(Object detection data)
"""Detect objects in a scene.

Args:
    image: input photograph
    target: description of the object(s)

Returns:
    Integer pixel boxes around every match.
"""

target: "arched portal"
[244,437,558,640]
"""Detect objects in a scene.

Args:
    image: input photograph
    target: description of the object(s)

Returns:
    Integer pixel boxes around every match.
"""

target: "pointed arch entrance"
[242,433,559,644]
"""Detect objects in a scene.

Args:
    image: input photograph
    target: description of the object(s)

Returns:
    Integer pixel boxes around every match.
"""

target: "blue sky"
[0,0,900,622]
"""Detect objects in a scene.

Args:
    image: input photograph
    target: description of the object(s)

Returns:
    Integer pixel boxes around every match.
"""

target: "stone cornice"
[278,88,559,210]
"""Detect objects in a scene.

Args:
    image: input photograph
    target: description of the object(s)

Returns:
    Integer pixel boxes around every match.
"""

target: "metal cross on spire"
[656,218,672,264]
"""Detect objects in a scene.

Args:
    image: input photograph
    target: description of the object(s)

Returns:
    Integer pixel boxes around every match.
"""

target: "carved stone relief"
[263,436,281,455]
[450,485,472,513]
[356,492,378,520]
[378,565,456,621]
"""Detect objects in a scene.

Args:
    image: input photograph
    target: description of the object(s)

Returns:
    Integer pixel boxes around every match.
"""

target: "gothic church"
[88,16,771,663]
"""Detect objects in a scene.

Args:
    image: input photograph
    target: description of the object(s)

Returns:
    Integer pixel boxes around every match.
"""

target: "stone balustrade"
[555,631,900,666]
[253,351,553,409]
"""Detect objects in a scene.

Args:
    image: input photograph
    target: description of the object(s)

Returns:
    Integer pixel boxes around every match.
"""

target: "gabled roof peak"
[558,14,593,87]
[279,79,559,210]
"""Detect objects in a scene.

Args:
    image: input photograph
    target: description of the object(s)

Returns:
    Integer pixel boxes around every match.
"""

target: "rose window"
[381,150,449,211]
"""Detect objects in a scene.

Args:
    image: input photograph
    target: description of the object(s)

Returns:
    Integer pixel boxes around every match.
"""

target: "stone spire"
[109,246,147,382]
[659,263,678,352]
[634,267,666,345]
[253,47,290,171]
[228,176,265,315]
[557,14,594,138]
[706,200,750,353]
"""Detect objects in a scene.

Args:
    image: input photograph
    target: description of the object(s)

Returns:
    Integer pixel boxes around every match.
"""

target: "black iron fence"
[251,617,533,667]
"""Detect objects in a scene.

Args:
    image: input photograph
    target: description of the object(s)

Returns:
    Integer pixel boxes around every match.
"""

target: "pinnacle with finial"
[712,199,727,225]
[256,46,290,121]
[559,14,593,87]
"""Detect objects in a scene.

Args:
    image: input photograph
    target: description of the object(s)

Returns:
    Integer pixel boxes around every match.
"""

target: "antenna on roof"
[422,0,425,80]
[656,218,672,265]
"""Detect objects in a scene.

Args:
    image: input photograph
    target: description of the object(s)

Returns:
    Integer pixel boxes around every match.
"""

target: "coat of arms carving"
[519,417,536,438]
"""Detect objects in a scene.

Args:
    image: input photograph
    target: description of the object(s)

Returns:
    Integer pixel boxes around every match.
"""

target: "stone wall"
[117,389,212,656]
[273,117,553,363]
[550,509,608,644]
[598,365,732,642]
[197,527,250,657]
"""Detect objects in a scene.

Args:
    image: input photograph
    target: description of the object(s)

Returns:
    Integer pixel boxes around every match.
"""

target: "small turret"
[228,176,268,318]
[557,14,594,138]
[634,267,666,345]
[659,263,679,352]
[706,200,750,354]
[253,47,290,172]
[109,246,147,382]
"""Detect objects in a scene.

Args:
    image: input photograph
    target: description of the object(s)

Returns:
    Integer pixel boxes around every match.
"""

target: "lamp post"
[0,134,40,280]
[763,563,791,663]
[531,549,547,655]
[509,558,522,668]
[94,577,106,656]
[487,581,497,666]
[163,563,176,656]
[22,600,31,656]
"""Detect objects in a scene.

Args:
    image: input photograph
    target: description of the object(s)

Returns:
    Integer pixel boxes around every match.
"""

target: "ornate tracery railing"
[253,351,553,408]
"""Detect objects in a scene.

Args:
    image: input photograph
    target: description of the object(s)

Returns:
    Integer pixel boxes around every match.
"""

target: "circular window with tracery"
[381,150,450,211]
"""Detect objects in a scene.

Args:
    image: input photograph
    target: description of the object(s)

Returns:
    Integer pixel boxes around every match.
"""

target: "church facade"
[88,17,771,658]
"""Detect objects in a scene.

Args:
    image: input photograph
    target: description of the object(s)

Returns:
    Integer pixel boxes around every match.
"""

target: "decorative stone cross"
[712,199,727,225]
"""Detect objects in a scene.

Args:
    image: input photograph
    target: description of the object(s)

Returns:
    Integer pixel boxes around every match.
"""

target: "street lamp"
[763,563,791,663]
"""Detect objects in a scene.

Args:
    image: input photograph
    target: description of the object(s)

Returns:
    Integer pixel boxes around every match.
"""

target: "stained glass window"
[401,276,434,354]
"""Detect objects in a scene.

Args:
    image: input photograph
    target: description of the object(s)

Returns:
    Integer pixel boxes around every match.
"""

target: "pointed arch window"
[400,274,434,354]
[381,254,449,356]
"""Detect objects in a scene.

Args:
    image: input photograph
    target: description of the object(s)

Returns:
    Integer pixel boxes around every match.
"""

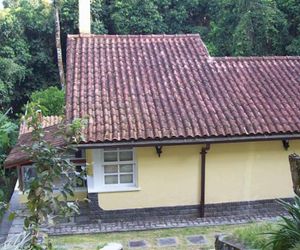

* **Goal**: Which lines in the entries above contain the word "cross"? Show each of them in full.

* **Solution for this task**:
target: "metal cross on spire"
target: "decorative stone cross"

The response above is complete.